:: PAGE TEXT

Health Association in New York State, Inc.
Community Connections, Fall 2002
I remember clearly the time when I decided not to be a parent. I knew I did not have the skills and thought that I would only mess up a child. I was in my twenties at that time.
Many years later I got my life together, gave up self-medicating with drugs and alcohol, and left treatment on a positive note. By the time I was in my late thirties, I was involved in a fairly long-term relationship and we decided to look into adopting a child. In the summer of 1994, I adopted a son as a single parent, although I was still in my relationship.
Unfortunately, by the fall of 1997 I was again experiencing severe depression. In December of 1997, I was admitted to Four Winds. My son was devastated, since I had never left him before, and although he had his other mom with him, I had always been the primary caregiver. My partner brought him up to see me, and he asked many questions that I answered as honestly as I could at his level of understanding. At this time he was only 3 years old, so we just talked about mommy being sad.

::::

● **COMPLETE THE FOLLOWING**
**a.** Repeat the passage of the parenting account from "Community Connections, Fall" up to and including "in my relationship.".
**b.** According to the parenting account, where was the writer admitted in December of 1997?
**c.** Pick up the account of adoption and depression where it stops, and carry it forward.

:: RECORD SET

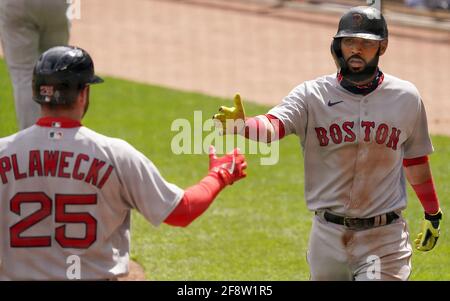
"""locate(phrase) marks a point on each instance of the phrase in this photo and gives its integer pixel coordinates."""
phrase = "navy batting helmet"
(364, 22)
(60, 73)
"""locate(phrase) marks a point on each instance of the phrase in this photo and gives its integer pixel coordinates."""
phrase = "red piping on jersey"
(415, 161)
(59, 122)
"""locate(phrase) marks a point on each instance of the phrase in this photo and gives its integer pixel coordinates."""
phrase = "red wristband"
(426, 193)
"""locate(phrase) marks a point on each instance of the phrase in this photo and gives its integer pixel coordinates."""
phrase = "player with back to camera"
(67, 191)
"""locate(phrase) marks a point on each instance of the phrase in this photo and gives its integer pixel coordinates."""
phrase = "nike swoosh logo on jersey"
(330, 104)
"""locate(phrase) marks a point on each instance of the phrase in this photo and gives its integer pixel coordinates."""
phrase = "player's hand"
(230, 167)
(427, 239)
(231, 120)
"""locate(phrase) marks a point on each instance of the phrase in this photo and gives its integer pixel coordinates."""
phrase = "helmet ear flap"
(336, 52)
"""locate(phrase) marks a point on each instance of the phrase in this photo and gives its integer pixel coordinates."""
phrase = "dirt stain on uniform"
(375, 163)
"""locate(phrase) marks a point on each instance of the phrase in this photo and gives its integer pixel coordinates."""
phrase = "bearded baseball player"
(66, 192)
(362, 131)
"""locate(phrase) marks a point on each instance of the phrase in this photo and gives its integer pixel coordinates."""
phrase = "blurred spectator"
(433, 4)
(27, 29)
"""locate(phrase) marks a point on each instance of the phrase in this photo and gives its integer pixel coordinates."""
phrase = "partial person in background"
(27, 29)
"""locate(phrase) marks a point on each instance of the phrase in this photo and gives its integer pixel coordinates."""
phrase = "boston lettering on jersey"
(61, 164)
(345, 133)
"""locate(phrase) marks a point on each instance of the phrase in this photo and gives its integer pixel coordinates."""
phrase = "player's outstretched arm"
(223, 171)
(419, 175)
(262, 128)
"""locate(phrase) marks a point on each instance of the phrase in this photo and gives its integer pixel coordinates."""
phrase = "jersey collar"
(58, 122)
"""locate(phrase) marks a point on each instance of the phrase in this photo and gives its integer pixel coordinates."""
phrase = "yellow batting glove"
(427, 239)
(231, 120)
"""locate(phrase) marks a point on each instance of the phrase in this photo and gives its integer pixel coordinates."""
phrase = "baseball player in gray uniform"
(28, 28)
(66, 191)
(361, 132)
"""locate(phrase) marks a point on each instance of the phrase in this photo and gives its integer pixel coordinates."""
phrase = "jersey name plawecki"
(66, 190)
(55, 163)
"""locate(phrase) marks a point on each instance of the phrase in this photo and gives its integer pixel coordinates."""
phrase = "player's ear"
(383, 46)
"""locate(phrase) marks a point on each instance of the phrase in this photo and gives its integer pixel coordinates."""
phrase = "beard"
(362, 75)
(86, 106)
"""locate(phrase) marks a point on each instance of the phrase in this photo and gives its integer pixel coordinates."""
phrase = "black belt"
(361, 223)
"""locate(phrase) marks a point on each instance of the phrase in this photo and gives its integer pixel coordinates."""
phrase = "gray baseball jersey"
(69, 191)
(353, 145)
(28, 28)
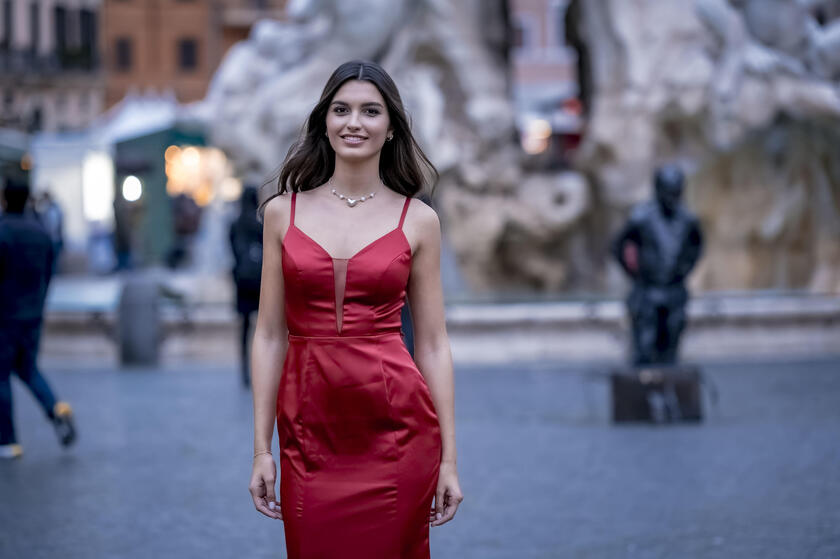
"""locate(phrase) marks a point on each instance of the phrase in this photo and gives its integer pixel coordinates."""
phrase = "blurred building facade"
(173, 45)
(50, 73)
(545, 87)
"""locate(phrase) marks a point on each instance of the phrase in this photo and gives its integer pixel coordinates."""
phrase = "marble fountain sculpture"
(745, 97)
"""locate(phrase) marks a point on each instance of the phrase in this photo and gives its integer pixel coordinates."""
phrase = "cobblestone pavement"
(162, 465)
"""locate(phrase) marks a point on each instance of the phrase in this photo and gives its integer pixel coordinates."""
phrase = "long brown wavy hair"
(310, 162)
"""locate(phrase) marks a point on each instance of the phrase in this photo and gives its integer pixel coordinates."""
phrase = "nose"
(353, 124)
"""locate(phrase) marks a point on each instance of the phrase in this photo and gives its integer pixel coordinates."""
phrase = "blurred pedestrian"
(186, 220)
(246, 244)
(52, 218)
(26, 260)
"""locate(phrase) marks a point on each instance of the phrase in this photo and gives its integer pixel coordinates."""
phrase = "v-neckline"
(358, 252)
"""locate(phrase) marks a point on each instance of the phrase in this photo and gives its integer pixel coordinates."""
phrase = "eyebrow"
(368, 104)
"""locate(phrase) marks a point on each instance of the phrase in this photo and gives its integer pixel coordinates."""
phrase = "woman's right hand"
(263, 477)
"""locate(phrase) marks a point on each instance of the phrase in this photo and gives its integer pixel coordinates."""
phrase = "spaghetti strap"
(405, 210)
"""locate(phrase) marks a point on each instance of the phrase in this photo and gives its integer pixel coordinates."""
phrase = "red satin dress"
(359, 437)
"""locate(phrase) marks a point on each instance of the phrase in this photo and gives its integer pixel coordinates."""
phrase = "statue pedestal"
(657, 394)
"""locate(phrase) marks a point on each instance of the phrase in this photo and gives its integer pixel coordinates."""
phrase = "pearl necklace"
(351, 201)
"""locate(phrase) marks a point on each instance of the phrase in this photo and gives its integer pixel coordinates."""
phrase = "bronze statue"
(658, 247)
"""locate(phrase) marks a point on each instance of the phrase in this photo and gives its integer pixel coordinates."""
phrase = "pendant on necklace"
(352, 201)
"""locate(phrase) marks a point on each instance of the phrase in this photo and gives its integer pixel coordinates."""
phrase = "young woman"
(367, 437)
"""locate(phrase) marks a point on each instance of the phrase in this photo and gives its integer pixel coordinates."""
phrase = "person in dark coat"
(26, 260)
(246, 244)
(657, 248)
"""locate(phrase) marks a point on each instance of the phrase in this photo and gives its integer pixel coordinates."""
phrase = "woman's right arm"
(267, 355)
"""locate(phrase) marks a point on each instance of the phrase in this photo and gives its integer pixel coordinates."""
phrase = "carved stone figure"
(658, 247)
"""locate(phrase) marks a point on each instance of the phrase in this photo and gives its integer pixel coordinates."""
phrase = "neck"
(354, 179)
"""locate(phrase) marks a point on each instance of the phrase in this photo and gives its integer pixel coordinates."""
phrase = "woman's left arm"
(432, 353)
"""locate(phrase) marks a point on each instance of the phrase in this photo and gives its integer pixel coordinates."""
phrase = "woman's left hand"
(448, 495)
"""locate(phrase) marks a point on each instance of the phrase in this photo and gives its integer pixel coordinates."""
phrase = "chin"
(355, 155)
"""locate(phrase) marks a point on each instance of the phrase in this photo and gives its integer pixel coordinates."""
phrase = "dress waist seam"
(346, 337)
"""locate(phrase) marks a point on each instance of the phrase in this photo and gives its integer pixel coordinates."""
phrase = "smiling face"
(357, 121)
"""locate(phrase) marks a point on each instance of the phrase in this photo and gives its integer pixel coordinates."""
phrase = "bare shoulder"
(277, 211)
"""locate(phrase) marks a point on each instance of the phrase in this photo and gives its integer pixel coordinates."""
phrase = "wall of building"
(49, 64)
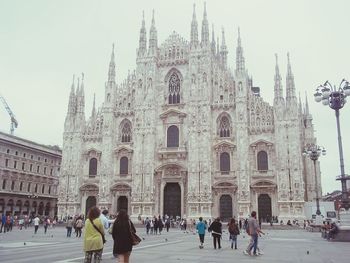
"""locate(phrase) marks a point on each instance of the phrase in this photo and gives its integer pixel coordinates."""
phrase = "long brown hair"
(94, 213)
(232, 223)
(122, 217)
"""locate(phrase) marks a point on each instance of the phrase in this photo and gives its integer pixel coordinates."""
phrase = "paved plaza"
(175, 246)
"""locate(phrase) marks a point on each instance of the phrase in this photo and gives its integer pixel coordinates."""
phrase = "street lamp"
(335, 98)
(314, 151)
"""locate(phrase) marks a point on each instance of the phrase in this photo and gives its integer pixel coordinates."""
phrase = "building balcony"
(123, 178)
(175, 153)
(225, 175)
(262, 174)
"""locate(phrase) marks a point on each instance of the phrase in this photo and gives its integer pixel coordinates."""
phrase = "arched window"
(262, 161)
(173, 136)
(224, 128)
(126, 132)
(93, 166)
(224, 162)
(124, 162)
(174, 89)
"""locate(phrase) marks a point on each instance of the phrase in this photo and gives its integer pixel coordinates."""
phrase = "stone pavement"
(175, 246)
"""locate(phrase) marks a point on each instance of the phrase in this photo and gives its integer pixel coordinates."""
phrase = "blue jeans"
(69, 231)
(255, 243)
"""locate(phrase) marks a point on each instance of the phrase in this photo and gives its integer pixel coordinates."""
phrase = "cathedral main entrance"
(225, 207)
(122, 203)
(264, 207)
(90, 202)
(172, 199)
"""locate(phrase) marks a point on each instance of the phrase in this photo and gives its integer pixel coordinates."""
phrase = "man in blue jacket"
(201, 227)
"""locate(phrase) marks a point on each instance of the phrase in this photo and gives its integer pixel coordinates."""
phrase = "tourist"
(104, 219)
(167, 224)
(46, 223)
(201, 227)
(79, 226)
(160, 225)
(69, 226)
(121, 234)
(3, 223)
(216, 230)
(253, 231)
(151, 226)
(21, 223)
(234, 231)
(94, 236)
(148, 225)
(332, 231)
(36, 224)
(156, 225)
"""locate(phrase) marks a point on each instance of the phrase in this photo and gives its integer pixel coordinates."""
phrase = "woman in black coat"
(216, 230)
(122, 237)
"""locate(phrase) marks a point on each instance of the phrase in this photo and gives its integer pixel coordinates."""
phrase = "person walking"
(167, 224)
(104, 219)
(79, 226)
(36, 224)
(201, 227)
(156, 225)
(216, 231)
(121, 234)
(253, 231)
(69, 226)
(94, 236)
(160, 225)
(3, 223)
(46, 224)
(234, 231)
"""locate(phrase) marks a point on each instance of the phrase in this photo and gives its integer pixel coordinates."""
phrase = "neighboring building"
(184, 135)
(28, 176)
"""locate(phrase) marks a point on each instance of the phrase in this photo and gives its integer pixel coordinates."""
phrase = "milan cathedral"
(184, 135)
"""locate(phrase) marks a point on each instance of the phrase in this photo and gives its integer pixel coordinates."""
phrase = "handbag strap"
(130, 227)
(103, 236)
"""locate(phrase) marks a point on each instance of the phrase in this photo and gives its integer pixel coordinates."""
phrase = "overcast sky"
(43, 43)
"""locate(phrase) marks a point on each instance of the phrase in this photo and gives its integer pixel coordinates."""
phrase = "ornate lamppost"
(314, 151)
(335, 98)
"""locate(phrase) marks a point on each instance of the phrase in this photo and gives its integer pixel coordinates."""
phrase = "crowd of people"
(9, 221)
(97, 223)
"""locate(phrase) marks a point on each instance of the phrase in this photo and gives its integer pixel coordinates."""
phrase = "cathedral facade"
(185, 136)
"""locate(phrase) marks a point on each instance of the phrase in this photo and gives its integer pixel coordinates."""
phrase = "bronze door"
(90, 202)
(264, 207)
(225, 207)
(122, 203)
(172, 199)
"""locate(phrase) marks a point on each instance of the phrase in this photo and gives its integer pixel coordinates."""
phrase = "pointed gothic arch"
(262, 160)
(174, 81)
(224, 125)
(125, 131)
(173, 136)
(93, 167)
(225, 162)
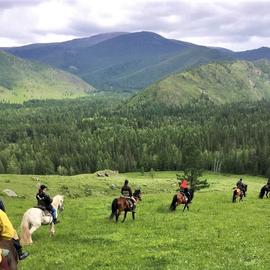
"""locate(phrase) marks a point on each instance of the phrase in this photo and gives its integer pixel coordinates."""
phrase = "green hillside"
(22, 80)
(219, 82)
(130, 61)
(214, 235)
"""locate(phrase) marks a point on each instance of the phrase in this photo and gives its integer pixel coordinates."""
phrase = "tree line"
(85, 135)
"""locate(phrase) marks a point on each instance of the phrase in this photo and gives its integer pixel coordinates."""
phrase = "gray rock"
(10, 193)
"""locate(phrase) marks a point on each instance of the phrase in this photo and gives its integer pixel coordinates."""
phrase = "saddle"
(185, 196)
(45, 211)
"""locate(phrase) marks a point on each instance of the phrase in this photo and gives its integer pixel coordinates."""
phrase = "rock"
(10, 193)
(106, 173)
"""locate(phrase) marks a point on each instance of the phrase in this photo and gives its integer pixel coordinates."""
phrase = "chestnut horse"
(180, 198)
(238, 193)
(121, 204)
(264, 191)
(10, 261)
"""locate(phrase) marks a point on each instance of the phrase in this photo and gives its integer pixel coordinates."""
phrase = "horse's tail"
(114, 208)
(191, 192)
(262, 192)
(234, 195)
(173, 204)
(25, 237)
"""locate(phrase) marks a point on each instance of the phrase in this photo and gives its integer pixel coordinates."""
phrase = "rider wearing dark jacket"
(241, 186)
(45, 201)
(127, 193)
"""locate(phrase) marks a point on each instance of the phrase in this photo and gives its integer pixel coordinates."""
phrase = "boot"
(55, 221)
(22, 254)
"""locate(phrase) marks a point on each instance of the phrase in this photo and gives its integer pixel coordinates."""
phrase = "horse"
(264, 191)
(121, 204)
(34, 217)
(180, 198)
(10, 261)
(238, 193)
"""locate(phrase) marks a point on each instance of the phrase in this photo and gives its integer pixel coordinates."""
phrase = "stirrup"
(23, 255)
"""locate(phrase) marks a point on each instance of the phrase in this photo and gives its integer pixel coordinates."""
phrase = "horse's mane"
(137, 192)
(57, 198)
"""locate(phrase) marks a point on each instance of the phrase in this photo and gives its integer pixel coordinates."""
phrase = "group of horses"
(32, 219)
(121, 204)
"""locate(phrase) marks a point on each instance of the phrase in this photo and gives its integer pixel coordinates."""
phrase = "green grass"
(214, 234)
(221, 82)
(21, 80)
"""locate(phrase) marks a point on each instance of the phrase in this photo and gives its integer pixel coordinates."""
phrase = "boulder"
(10, 193)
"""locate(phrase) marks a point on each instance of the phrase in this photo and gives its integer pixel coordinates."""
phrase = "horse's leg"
(125, 215)
(32, 230)
(52, 229)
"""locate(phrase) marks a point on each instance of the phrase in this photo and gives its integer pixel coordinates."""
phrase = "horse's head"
(58, 202)
(137, 194)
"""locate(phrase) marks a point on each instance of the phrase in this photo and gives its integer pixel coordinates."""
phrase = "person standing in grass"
(9, 233)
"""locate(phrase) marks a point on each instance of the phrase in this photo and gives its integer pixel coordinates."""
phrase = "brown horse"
(180, 198)
(121, 204)
(238, 193)
(12, 258)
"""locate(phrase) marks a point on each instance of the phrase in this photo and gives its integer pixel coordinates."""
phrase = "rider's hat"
(43, 187)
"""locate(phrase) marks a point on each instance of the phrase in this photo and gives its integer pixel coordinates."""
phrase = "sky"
(237, 25)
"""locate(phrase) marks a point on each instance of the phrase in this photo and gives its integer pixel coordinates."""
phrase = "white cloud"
(234, 24)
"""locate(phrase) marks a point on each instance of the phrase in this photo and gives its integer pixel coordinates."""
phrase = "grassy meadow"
(214, 234)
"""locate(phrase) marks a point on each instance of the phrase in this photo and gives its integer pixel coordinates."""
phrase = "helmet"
(43, 187)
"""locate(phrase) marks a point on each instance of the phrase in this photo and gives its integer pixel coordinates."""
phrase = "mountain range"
(219, 82)
(172, 71)
(128, 61)
(22, 80)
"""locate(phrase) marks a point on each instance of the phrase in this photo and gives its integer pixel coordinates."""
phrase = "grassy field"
(214, 234)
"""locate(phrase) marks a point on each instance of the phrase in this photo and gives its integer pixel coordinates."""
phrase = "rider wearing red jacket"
(184, 188)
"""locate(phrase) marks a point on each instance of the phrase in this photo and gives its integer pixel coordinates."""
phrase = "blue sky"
(237, 25)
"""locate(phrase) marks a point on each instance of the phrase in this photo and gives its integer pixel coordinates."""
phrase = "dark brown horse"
(264, 191)
(121, 204)
(12, 258)
(180, 198)
(238, 193)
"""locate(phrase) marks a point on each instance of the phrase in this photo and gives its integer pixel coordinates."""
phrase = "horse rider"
(7, 232)
(241, 186)
(184, 189)
(44, 201)
(127, 193)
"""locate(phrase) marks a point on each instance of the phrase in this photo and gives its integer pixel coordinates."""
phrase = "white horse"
(33, 218)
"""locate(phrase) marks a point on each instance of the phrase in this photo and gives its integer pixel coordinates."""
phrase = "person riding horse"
(127, 193)
(184, 189)
(241, 186)
(44, 202)
(7, 232)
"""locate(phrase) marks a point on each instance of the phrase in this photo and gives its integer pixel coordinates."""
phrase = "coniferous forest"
(88, 134)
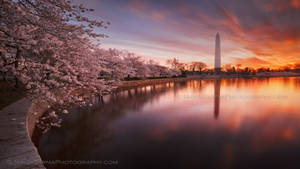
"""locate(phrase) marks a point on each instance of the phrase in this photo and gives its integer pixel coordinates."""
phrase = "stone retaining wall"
(17, 123)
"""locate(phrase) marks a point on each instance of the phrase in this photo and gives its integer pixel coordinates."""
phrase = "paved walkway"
(16, 149)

::::

● **ANSWERS TO EACH TASK**
**a.**
Community Connections, Fall 2002
I remember clearly the time when I decided not to be a parent. I knew I did not have the skills and thought that I would only mess up a child. I was in my twenties at that time.
Many years later I got my life together, gave up self-medicating with drugs and alcohol, and left treatment on a positive note. By the time I was in my late thirties, I was involved in a fairly long-term relationship and we decided to look into adopting a child. In the summer of 1994, I adopted a son as a single parent, although I was still in my relationship.

**b.** Four Winds.

**c.**
After this hospitalization I had a number more, both at Four Winds and other hospitals for medical problems. Throughout this time, I never lied to my son. He would often ask my partner if I was in the hospital where I went when I got sad.
In the summer of 1998 I made a very serious suicide attempt. I did not choose to tell my 4-year-old son the truth about this - I felt at his developmental age he would not have understood. Instead he believes that I was involved in a car accident. However, he was aware of how hurt I was and when I returned home from the hospital he was very concerned about what would happen to him if I died. This was the topic of conversation many times over the next number of months. I learned how important it was to be sure that my son was able to talk about his concerns. After this, my therapist made a statement to me that I have never forgotten. I realized that in the summer of 1994, I made a commitment to my son and I cannot back down on it now or ever. Whenever times become difficult I try to remember this commitment.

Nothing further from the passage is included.